BEGIN EXTRACT TO READ

And yet there is a question worth sitting with on a day that celebrates exactly that kind of love. What happens when a parent’s love, real as it is, reaches its limit? Because it does reach a limit. We are finite. Our resources run out. Sometimes our wisdom runs out, and sometimes, God forgive us, our courage runs out too. Genesis 21 walks straight into that question and refuses to flinch. Hagar, an enslaved Egyptian woman, is sent into the wilderness of Beersheba with her son, a loaf of bread, and a single skin of water. Then the water is gone.
What she does next is perhaps the most human and heartbreaking moment in all of Scripture. She cannot watch her child die, so she lays him down under a bush, walks away the distance of a bowshot, sits down, and weeps. That is the limit of a parent’s love, and notice carefully where the limit falls. It is not that she loved him too little. It is that she loved him so much she could not bear to watch. She had given him everything she had, and everything she had ran out, and there was nothing left in her hands but grief.
We do ourselves no favors by rushing past this. The honest word for today is that our love, however fierce, will reach its edge, and the desert is real. If the story stopped here, it would still be true, one more honest picture of how the world breaks the people we love and breaks our ability to save them. But before we hurry toward comfort, let us be willing to sit in the wilderness with Hagar for a moment. Only those who have admitted the limit of their own hands are ready to be surprised by the One whose hands have no limit at all.
From the Sermon
“That is the limit of a parent’s love. Not because she loved him too little. Because she loved him so much she could not bear to watch.”
For Reflection
- Why do you think Scripture tells this story so honestly, refusing to tidy up Hagar’s grief or excuse the failure of protection?
- Where in your own life have you come to the end of what your love, effort, or wisdom could accomplish?
- Who near you is sitting at the distance of a bowshot right now, weeping over something they cannot fix, and how might you quietly draw near?
Prayer
God of Hagar and God of every weeping parent, we come to you honest about our limits. We have loved with everything we have, and still our hands have run empty. Teach us to sit in the wilderness without pretending, and to trust that you are nearer than our grief. When our love reaches its edge, meet us there. Amen.

END EXTRACT TO READ

■ **INSTRUCTIONS FOR THE TASK**:
Please carry on the reflection on Hagar and the limits of a parent's love, picking up right after its closing prayer.

BEGIN DATASET

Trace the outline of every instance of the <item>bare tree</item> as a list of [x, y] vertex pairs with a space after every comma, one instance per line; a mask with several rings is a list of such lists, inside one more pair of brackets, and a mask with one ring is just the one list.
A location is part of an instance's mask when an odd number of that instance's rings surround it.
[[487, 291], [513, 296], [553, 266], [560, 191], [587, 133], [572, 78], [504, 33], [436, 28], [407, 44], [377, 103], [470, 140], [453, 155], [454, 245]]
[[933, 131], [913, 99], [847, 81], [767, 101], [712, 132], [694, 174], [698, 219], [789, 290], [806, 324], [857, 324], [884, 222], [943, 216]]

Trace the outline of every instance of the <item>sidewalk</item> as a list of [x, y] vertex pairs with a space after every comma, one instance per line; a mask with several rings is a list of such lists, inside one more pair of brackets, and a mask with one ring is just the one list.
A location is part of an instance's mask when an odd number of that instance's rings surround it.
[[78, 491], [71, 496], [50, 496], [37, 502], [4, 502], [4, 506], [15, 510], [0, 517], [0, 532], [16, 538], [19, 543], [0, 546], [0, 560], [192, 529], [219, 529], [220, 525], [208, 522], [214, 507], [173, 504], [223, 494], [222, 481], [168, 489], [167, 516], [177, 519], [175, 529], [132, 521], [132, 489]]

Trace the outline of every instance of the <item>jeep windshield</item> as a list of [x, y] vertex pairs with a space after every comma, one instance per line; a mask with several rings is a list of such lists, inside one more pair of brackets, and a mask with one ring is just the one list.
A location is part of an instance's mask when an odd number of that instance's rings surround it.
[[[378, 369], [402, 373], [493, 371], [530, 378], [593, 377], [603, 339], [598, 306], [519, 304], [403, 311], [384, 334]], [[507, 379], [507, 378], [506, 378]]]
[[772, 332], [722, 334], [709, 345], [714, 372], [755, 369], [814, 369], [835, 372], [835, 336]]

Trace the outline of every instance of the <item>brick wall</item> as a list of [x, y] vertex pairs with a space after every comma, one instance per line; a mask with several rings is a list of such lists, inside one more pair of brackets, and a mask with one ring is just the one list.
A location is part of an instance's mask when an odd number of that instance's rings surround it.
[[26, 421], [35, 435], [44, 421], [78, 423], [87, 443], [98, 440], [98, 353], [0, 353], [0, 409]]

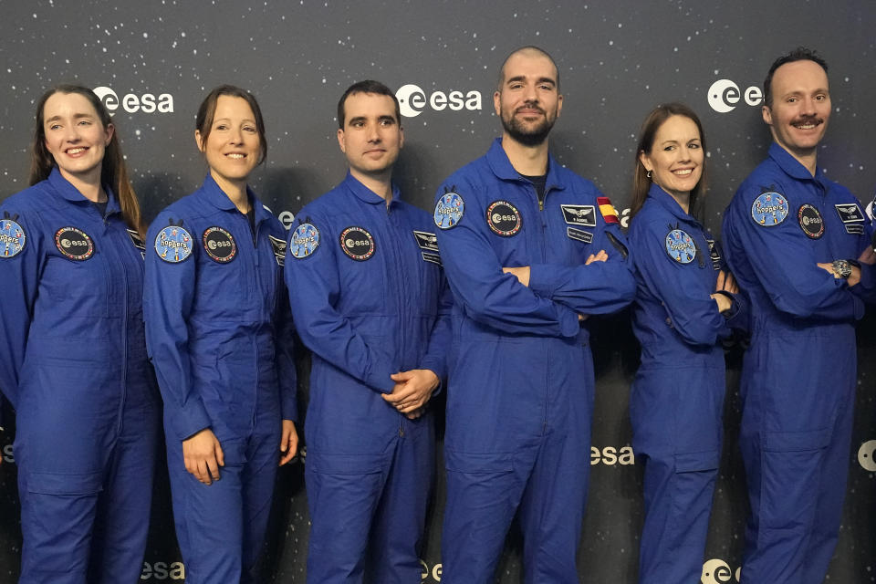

END DATASET

■ **RESULT OF THE TASK**:
God Goes Farther
Scripture
Genesis 21:17
God heard the voice of the boy. The angel of God called to Hagar out of the sky, and said to her, “What troubles you, Hagar? Don’t be afraid. For God has heard the voice of the boy where he is.”
Devotional
Yesterday we sat in the wilderness with Hagar and let the water run out. Today the story turns on a single line: God heard the voice of the boy. Feel the weight of it. The mother has given up. The father is miles away. The water is gone. The child lies under a bush in the desert. And the narrator does not say that God noticed, or God considered, or God eventually got around to it. The narrator says God heard. The cry of a forgotten child reaches all the way to heaven.
Then comes a detail we must not skip. The angel of God tells Hagar that God has heard the voice of the boy where he is. Where he is, not where he should be. Not back in Abraham’s household, not inside the covenant line, not in any of the respectable places the religious imagination of that time would have expected God to be paying attention. God heard him exactly where he was: cast out, dying, forgotten by everyone except his mother and his God. The love of God is not bound by the boundaries we draw.
Notice, too, how God’s care actually arrives. Not as a lecture. Not as a theological argument. God opens Hagar’s eyes to a well that was apparently there the whole time, and she fills the skin and gives her boy a drink. A child cries, God hears, and God comes with water. That is not a transaction; that is the most relational thing in the world. That is a Father. Where the mother walked away because she could not bear to watch, God walked toward the child because God could not bear to leave.
There is one more thing sewn quietly into the story. The boy’s name is Ishmael, and Ishmael means “God hears.” The promise was woven into his name before he was ever born, so that every time anyone spoke it aloud they were preaching the gospel without knowing it. This is the bedrock of everything else: parents will do almost anything for their children, and God will do more. When a parent’s love reaches its limit, God’s love is just getting started.
From the Sermon
“When the parent’s love reaches its limit, God’s love is just getting started. Where the mother walked away because she could not bear to watch, God walked toward the child because God could not bear to leave.”
For Reflection
- What does it tell us about God that the first thing the text reports is not what God said, but that God heard?
- Where do you most need to trust that God hears you exactly where you are, and not only where you think you ought to be?
- Whose cry have you grown slow to hear, and what would it look like to listen the way God listens?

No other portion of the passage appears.